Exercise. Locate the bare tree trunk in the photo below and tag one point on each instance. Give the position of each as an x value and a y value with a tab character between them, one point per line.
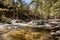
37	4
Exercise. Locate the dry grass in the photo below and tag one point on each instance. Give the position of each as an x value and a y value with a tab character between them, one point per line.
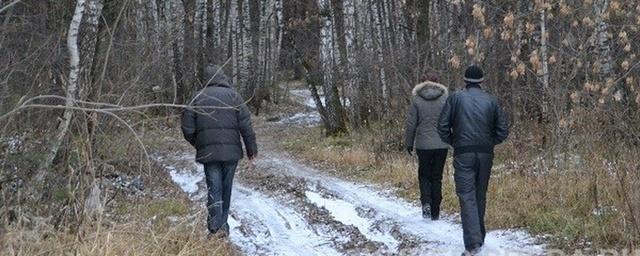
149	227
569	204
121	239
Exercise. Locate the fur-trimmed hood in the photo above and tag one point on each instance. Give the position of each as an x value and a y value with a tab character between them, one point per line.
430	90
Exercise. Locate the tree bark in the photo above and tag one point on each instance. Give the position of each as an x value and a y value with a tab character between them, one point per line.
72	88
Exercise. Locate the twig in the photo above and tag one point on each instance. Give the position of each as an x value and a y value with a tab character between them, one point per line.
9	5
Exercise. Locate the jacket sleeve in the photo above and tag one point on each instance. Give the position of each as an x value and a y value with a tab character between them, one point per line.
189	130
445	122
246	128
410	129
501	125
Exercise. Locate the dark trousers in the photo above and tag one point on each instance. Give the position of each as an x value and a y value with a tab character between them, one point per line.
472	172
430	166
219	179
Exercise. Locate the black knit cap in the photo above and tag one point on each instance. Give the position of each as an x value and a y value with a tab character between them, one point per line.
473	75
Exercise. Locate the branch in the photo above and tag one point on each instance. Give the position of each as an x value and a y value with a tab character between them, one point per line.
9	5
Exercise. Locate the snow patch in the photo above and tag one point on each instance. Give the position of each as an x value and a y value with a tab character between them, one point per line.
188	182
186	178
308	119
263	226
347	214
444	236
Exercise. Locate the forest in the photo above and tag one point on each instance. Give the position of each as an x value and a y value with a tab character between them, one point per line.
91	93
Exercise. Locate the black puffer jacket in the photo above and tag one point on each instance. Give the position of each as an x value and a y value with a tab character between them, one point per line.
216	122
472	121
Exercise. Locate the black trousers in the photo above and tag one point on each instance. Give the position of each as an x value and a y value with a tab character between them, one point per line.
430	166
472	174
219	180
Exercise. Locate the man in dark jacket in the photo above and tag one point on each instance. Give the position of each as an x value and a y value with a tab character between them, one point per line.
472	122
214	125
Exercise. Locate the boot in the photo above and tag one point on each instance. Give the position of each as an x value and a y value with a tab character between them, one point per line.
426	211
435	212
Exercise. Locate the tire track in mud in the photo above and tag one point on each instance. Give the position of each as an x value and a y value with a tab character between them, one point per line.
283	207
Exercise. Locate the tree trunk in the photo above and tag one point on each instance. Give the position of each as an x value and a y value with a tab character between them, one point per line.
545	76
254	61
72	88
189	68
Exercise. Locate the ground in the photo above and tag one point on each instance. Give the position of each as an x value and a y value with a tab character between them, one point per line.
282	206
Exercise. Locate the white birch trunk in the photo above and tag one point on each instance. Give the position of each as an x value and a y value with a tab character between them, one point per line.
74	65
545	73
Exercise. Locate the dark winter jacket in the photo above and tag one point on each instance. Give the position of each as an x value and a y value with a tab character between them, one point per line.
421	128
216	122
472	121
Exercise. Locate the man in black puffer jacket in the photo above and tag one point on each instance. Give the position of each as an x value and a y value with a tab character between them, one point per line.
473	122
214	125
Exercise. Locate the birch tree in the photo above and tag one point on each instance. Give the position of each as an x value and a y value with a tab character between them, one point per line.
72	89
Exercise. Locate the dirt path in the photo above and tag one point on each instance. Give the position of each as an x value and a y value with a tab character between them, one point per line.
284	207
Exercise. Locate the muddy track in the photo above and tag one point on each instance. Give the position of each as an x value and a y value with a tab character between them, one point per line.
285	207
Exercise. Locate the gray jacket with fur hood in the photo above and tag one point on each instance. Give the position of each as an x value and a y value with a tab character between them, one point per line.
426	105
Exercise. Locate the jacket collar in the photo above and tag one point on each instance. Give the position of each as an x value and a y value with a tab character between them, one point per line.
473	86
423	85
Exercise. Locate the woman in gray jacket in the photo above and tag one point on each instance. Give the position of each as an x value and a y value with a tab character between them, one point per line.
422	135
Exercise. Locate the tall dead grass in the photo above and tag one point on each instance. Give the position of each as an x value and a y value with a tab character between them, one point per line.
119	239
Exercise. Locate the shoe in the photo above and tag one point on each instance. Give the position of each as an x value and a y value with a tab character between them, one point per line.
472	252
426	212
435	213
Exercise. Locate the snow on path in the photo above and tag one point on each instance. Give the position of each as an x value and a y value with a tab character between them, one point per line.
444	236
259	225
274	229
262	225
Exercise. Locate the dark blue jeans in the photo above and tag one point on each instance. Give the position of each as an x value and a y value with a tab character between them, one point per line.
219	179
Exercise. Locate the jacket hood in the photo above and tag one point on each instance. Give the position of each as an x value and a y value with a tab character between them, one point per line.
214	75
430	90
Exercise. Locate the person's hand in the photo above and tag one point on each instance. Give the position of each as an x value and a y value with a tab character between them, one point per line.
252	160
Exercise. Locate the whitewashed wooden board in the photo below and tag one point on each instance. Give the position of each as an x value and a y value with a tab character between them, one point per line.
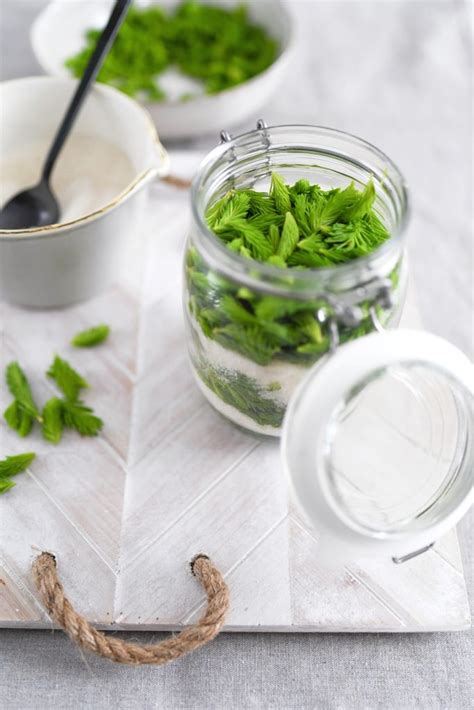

══════════════════════════════

> **DIRECTIONS**
Can you output the lines from the one containing "Exercise. Locate the jacket hood" through the end of the entries as a numbered list, omitting blank lines and leaving out the pictures?

> **SOLVED EXERCISE**
1. Exercise. Locate the jacket hood in the photo above and tag one point on each instance. Give the position of each as an x value and a y value with a tab character between them, one point per line.
2. 214	75
3. 430	90
4. Exercise. Locate the person's hand in the photo above and tag one point on each instance. Give the position of each as an x value and a y value with a tab character between them, one point per line.
5. 252	160
6. Exercise. Locate the whitewashed wooden board in the photo below and tag one point on each instance. Give the position of each as an x value and a y value with a tab character between them, one point per line.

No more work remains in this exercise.